- _Exercise directions_:
List each line of the records that contains the string "roof", matching case exactly.

- _Recorded information_:

--

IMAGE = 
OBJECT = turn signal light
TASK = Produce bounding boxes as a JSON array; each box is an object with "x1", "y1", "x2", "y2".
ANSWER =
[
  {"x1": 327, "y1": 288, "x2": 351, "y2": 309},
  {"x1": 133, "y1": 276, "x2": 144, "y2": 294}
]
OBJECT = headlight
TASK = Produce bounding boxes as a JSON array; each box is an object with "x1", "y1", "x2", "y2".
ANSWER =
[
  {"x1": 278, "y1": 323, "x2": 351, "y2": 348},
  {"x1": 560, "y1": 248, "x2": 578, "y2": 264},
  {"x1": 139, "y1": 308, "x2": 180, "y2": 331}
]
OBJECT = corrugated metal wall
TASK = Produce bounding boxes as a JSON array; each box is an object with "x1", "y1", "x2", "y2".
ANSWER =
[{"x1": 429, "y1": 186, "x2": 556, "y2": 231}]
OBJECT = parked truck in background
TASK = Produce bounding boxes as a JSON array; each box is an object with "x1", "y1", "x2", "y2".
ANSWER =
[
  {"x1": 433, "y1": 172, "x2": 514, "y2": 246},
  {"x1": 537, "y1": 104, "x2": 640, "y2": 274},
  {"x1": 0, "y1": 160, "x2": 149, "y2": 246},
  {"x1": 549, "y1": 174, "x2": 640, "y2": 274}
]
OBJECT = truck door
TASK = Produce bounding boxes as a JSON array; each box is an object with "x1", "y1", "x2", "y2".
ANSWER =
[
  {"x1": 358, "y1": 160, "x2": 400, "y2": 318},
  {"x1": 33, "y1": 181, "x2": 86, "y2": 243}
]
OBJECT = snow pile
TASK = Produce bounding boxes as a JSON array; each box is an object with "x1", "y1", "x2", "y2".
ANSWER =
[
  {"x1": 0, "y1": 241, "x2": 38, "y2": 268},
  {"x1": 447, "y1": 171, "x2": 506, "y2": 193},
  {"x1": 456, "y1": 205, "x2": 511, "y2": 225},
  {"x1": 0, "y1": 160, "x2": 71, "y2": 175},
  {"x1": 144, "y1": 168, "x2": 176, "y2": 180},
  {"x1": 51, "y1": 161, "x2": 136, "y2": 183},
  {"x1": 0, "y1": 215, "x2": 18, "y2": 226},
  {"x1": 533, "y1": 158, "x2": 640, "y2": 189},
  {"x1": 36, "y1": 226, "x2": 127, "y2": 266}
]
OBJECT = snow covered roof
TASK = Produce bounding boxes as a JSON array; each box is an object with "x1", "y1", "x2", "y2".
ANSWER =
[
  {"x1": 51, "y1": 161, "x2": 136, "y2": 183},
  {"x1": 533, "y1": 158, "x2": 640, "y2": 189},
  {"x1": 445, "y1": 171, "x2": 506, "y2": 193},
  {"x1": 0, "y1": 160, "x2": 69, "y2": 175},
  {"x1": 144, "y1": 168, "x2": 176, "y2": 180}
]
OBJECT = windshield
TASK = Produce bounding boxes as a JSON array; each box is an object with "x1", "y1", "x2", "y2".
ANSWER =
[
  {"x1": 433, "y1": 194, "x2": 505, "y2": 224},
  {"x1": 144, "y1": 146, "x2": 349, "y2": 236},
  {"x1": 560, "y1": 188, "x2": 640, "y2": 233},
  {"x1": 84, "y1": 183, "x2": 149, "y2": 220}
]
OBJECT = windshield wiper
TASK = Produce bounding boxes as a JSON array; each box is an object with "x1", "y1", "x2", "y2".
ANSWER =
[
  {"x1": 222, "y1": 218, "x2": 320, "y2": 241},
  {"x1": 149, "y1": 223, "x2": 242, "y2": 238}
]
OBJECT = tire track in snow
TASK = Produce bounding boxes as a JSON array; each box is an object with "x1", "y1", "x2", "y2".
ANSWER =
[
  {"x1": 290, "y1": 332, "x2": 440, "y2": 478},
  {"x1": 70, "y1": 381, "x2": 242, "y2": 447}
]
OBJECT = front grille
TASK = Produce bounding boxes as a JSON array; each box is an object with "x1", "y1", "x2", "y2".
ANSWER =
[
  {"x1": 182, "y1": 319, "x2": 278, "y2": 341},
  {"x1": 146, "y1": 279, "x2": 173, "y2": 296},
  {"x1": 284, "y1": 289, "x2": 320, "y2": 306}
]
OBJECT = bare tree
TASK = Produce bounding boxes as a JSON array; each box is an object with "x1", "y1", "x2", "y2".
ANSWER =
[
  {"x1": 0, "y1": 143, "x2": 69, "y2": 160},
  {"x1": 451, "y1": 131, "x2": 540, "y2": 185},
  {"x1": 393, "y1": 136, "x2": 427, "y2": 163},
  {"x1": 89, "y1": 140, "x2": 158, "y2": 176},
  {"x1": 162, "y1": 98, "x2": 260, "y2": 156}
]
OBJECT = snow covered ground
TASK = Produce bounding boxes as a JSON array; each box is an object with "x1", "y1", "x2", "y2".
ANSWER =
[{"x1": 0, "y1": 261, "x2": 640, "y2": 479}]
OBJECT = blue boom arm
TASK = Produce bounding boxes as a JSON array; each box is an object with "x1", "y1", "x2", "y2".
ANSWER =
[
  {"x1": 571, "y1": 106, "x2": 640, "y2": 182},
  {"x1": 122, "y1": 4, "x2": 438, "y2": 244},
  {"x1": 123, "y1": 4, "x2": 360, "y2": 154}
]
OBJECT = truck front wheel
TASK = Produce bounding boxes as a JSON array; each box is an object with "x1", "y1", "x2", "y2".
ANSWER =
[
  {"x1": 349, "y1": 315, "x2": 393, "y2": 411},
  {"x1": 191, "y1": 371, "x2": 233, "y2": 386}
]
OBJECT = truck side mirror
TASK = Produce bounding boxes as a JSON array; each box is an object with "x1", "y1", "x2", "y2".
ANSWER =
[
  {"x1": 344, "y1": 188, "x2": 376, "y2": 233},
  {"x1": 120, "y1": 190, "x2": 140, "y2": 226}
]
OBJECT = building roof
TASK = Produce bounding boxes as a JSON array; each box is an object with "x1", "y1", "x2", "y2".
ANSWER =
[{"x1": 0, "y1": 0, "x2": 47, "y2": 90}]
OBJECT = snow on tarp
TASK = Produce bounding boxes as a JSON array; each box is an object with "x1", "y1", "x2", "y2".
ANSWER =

--

- _Answer_:
OBJECT = snow covered roof
OBJECT = building roof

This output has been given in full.